Format the material below as a JSON list of strings with one entry per line, leaving out any blank lines.
= = = = = = =
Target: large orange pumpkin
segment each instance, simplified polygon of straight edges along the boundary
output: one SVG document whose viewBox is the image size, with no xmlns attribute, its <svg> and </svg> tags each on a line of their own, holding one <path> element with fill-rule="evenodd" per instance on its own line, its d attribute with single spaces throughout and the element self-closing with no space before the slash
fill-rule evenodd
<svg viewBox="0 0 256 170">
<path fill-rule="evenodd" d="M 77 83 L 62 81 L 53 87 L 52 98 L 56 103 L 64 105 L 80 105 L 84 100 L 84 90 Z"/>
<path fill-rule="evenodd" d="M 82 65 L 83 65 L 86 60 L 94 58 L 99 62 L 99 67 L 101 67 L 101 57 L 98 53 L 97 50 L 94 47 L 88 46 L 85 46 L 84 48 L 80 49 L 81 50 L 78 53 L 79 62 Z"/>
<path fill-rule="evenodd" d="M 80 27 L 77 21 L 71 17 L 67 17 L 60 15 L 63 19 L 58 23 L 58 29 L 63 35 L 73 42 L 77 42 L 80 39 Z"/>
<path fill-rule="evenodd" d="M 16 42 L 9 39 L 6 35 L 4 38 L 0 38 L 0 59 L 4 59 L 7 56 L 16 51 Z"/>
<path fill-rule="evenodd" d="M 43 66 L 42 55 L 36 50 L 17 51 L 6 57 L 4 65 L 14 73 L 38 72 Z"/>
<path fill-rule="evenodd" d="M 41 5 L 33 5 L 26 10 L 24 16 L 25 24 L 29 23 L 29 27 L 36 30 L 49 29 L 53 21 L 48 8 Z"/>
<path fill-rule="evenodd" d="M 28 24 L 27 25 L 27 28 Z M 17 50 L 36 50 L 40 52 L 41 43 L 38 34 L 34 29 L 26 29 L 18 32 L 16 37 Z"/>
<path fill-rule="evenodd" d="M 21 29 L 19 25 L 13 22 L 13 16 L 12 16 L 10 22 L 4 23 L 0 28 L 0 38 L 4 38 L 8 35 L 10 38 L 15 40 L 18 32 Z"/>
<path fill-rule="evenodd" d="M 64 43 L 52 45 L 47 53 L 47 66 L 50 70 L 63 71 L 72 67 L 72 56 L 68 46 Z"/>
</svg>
= = = = = = =
Exercise result:
[
  "Target: large orange pumpkin",
  "segment each instance, simplified polygon of straight edges along the boundary",
  "output: one SVG document whose viewBox is the image size, with no xmlns attribute, its <svg> and </svg> tags each on a line of their own, holding one <path> element with fill-rule=\"evenodd\" per instance on its own line, its d attribute with single spaces throughout and the element self-closing with no space before the slash",
  "fill-rule evenodd",
  "<svg viewBox=\"0 0 256 170\">",
  "<path fill-rule=\"evenodd\" d=\"M 77 83 L 62 81 L 53 87 L 52 98 L 56 103 L 64 105 L 80 105 L 84 100 L 84 90 Z\"/>",
  "<path fill-rule=\"evenodd\" d=\"M 82 65 L 83 65 L 86 60 L 94 58 L 99 62 L 99 67 L 101 67 L 101 57 L 98 53 L 97 50 L 94 47 L 88 46 L 85 46 L 84 48 L 80 49 L 81 50 L 78 53 L 79 62 Z\"/>",
  "<path fill-rule=\"evenodd\" d=\"M 80 27 L 77 21 L 71 17 L 67 17 L 60 15 L 63 19 L 58 23 L 58 29 L 63 35 L 73 42 L 77 42 L 80 39 Z\"/>",
  "<path fill-rule=\"evenodd\" d=\"M 16 42 L 9 39 L 6 35 L 4 38 L 0 38 L 0 59 L 4 59 L 7 56 L 16 51 Z\"/>",
  "<path fill-rule=\"evenodd\" d=\"M 43 66 L 42 55 L 36 50 L 17 51 L 6 57 L 4 65 L 14 73 L 38 72 Z\"/>",
  "<path fill-rule=\"evenodd\" d=\"M 41 5 L 33 5 L 26 10 L 24 16 L 25 24 L 29 23 L 29 27 L 36 30 L 49 29 L 53 21 L 48 8 Z\"/>",
  "<path fill-rule=\"evenodd\" d=\"M 28 24 L 27 25 L 27 28 Z M 17 50 L 36 50 L 40 52 L 41 43 L 38 34 L 34 29 L 26 29 L 18 32 L 16 37 Z\"/>",
  "<path fill-rule=\"evenodd\" d=\"M 21 29 L 19 25 L 13 22 L 13 16 L 12 16 L 10 22 L 4 23 L 0 28 L 0 38 L 4 38 L 8 35 L 10 38 L 15 40 L 18 32 Z\"/>",
  "<path fill-rule=\"evenodd\" d=\"M 64 43 L 52 45 L 47 53 L 47 66 L 50 70 L 63 71 L 72 67 L 72 56 L 68 46 Z\"/>",
  "</svg>"
]